→ Source text

Officer testifies Khill said he was a 'soldier' following training on the night Jon Styres died
Crown says Khill trial is about a 'killing that never should have happened'
The officer who arrested Peter Khill testified Tuesday that the Hamilton man told him he was a "soldier" who was just following his training on the night he shot Jon Styres.
In its opening address, the Crown prosecutor told the jury it would be hearing how Khill woke up after hearing someone by his truck, loaded a 12 gauge shotgun with two shells, came outside and shot Styres twice from close range, once in the chest and once in the back.
Const. Matthew Robinson was among the first emergency responders to arrive the scene of the deadly shooting on Highway 56 just after 3 a.m. on Feb. 4, 2016.
He told the court he found Khill dressed in plaid boxers, a Pittsburgh Penguins hoodie and brown slip-on shoes, with mud from his knees to his shins and blood on his forearm and fingers.
Khill, 28, has been charged with second-degree murder in the death of Styres, a member of the Six Nations of the Grand River. He has pleaded not guilty.
Does self-defence mean anything in court?- Const. Matthew Robinson, recalling the words on Peter Khill
Robinson said Khill was calm and cooperative and told him "I even tried to save him" when he was first arrested.
When it became clear Styres was dead and his charge would be upgraded to murder, Robinson said he asked Khill if he had any questions.
"What do I even ask? I'm a soldier, that's how we're trained," the officer recalled Khill saying. "I came out, he raised his arms to, like, a gun-height. It was dark. I thought I was in trouble."

→ Given problem
Turn the paragraph of the article that begins "In its opening address" into a short list that keeps its main facts. Answer using only what the article says.

→ Records from a collection

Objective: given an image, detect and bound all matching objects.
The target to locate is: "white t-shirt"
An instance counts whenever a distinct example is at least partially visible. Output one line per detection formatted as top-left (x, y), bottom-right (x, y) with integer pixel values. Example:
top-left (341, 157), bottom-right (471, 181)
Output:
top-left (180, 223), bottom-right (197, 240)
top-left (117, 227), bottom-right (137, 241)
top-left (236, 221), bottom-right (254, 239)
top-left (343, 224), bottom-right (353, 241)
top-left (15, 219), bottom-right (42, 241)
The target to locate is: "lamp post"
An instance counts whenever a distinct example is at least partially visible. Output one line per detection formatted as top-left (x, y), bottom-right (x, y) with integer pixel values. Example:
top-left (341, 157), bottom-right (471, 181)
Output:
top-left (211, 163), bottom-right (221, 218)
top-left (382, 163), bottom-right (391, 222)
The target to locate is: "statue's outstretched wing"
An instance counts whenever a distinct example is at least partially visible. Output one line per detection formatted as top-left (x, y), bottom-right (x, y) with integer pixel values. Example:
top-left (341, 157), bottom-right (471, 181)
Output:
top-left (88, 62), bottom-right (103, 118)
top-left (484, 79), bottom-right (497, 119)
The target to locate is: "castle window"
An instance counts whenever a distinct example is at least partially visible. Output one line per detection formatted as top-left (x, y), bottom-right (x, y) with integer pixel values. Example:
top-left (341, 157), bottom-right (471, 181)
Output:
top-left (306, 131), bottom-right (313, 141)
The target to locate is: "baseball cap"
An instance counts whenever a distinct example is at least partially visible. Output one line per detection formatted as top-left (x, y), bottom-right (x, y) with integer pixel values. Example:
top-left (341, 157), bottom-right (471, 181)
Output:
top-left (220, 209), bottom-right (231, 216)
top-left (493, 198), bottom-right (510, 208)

→ Answer to the exercise
- In its opening address, the Crown prosecutor told the jury what it would hear.
- Khill woke up after hearing someone by his truck.
- He loaded a 12 gauge shotgun with two shells.
- He came outside.
- He shot Styres twice from close range, once in the chest and once in the back.